- [Problem]: Which of the lines below contain the string "photo"? Copy each one.
====== Given information ======
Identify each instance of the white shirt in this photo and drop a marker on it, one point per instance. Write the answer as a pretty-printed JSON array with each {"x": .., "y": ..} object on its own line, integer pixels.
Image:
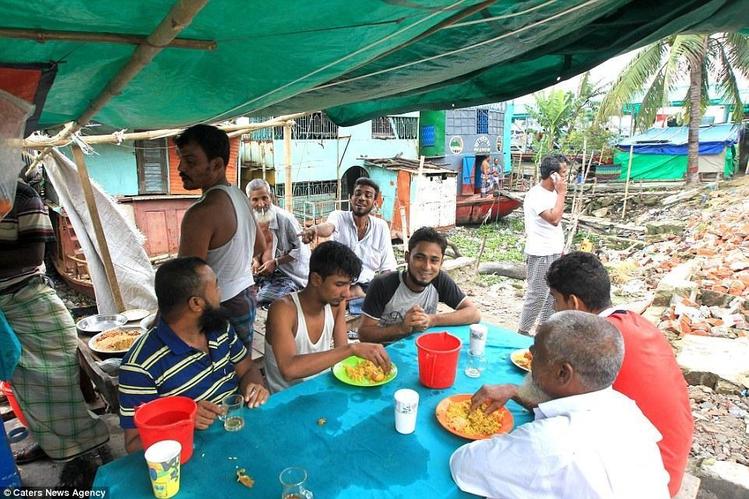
======
====== Given information ======
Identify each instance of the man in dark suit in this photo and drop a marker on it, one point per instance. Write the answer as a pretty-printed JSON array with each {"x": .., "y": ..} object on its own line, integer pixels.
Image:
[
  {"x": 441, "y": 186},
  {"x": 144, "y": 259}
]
======
- [Answer to this problem]:
Identify each instance of the white shirt in this photo and drop a marker on it, one point per instance. Write the answer as a pretty-printed JSON array with each {"x": .., "y": ..} object on its own line, integer pixels.
Identify each instance of the man in dark suit in this photo and drop a marker on it, one point per instance. Write the answer as a pretty-printed JSON array with each {"x": .., "y": ..} object on its own line, integer pixels.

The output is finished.